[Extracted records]
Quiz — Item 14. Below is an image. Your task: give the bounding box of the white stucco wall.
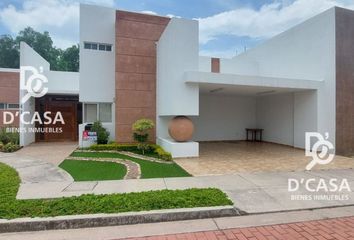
[256,93,294,146]
[79,4,116,103]
[198,56,211,72]
[219,8,335,146]
[79,4,116,140]
[191,94,256,141]
[294,91,318,148]
[156,18,199,117]
[156,18,200,157]
[46,71,79,94]
[19,42,50,146]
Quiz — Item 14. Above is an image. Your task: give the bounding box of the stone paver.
[120,216,354,240]
[175,141,354,176]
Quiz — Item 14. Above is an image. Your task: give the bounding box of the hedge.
[88,143,172,161]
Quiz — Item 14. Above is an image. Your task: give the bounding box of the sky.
[1,0,354,58]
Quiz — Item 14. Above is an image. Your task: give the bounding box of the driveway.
[16,142,78,166]
[0,142,77,183]
[174,141,354,176]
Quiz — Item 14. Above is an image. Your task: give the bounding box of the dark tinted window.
[99,44,105,51]
[84,42,91,49]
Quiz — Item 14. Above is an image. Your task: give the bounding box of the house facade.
[0,5,353,157]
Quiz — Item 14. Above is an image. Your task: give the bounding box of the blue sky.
[0,0,353,58]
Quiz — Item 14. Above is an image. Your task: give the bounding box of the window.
[84,42,91,49]
[7,103,19,109]
[99,103,112,122]
[0,103,5,110]
[91,43,98,50]
[84,41,112,52]
[84,104,98,122]
[99,44,105,51]
[84,103,112,123]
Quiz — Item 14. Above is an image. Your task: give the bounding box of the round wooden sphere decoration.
[168,116,194,142]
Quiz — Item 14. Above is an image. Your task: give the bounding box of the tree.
[0,27,79,72]
[15,27,61,70]
[0,35,19,68]
[91,121,110,144]
[132,119,155,154]
[57,45,79,72]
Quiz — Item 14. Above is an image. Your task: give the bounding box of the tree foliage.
[0,27,79,72]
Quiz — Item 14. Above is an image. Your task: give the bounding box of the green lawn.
[59,160,127,181]
[0,163,232,219]
[70,151,191,178]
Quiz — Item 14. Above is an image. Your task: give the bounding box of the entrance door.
[36,95,79,142]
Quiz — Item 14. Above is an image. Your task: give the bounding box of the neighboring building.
[0,5,353,157]
[0,69,19,128]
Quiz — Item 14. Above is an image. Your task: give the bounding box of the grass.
[70,151,191,178]
[59,160,127,181]
[0,163,232,219]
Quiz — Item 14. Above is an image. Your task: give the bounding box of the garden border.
[0,206,242,233]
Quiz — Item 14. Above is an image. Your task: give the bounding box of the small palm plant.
[132,119,154,154]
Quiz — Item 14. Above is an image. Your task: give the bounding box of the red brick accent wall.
[115,11,170,143]
[0,71,19,127]
[211,58,220,73]
[335,8,354,156]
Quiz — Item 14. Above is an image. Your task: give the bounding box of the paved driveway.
[16,142,78,166]
[0,142,77,183]
[174,141,354,176]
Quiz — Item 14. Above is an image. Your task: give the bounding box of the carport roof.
[184,71,323,92]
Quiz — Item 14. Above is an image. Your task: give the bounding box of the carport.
[172,72,353,175]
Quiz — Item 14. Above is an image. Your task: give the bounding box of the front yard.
[0,162,232,219]
[60,150,191,181]
[59,160,127,181]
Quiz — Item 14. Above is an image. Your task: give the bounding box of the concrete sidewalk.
[17,168,354,214]
[1,205,353,240]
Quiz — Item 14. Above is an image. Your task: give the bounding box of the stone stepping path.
[67,157,141,179]
[76,150,173,164]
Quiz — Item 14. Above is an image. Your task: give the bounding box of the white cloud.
[166,14,181,18]
[0,0,81,48]
[198,0,354,44]
[200,48,238,59]
[141,10,157,15]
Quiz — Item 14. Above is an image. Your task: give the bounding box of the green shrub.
[88,143,172,161]
[89,143,139,151]
[0,142,3,151]
[154,145,172,161]
[2,143,20,153]
[132,119,154,154]
[91,121,110,144]
[0,128,19,145]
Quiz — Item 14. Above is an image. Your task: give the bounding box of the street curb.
[0,206,242,233]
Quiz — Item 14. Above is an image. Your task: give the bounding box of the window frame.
[6,103,19,110]
[83,103,112,123]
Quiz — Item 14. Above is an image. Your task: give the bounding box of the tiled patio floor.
[174,141,354,176]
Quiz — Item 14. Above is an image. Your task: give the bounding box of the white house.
[0,4,353,158]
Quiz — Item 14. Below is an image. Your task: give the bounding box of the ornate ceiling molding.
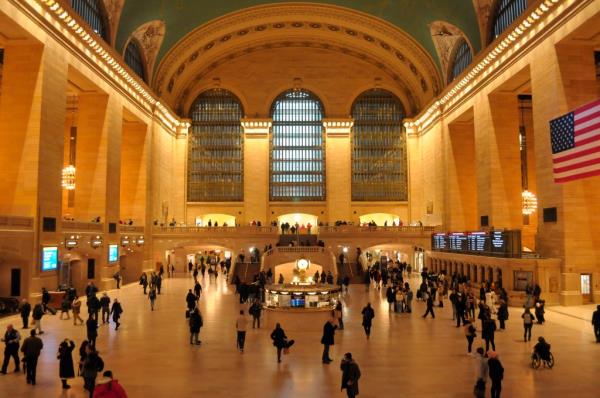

**AIM OF THE TASK:** Repeat only the lines from the one holding "the window frame." through the last line of the data, inclusive. Keep the pictures out.

**OUTPUT FOR THIS EXERCISE:**
Quiz — Item 14. Above is an image. Your task: give the bounding box of the window frame.
[6,103,19,110]
[83,103,112,123]
Quiz — Item 14. Above is an image. Your task: give the bounding box of the tiled patio floor.
[174,141,354,176]
Quiz — Item 14. Above is an image. Your task: give the bounding box of the white house.
[0,4,353,158]
Quiz — Item 14. Below is an image. Your task: give the bounding box of the ornate ceiling molding.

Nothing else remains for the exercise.